### WHAT IS EXPECTED:
All of the entries below should be printed exactly; the pictures are to be left out.

### WORKING DATA:

----

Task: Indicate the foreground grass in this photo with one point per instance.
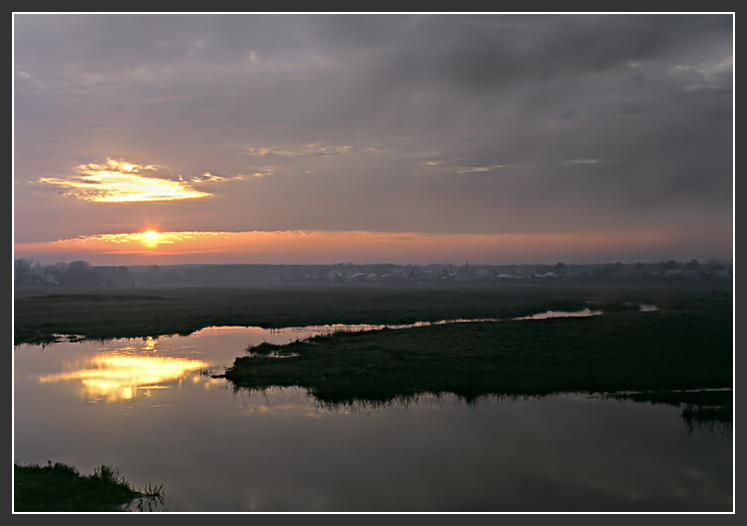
(59, 487)
(40, 314)
(687, 347)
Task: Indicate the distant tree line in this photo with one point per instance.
(28, 272)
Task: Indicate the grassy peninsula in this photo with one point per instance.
(61, 488)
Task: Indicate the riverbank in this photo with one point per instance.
(41, 314)
(682, 347)
(61, 488)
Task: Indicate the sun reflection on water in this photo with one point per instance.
(119, 377)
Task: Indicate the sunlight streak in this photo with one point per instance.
(121, 182)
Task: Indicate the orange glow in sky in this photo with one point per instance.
(333, 246)
(122, 182)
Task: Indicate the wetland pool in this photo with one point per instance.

----

### REPLY TO THE TASK:
Task: Indicate the foreground grass in this photo with one point per instance.
(59, 487)
(40, 314)
(687, 347)
Task: Indicate the distant tree line in this photo with one point per instance.
(28, 272)
Task: Indicate the grassy peninsula in this photo with one point per instance.
(61, 488)
Task: Indicate the riverbank in this photo with one point per instance.
(41, 314)
(682, 347)
(61, 488)
Task: Indicate the sun reflection on water in this photo with one point per instance.
(119, 377)
Task: Indicate the sunlight streak in this photo with one point per instance.
(121, 182)
Task: Indicate the orange glow in sky in this photo with one point per instance.
(333, 246)
(122, 182)
Task: Indicate the wetland pool in this photo with one point per instance.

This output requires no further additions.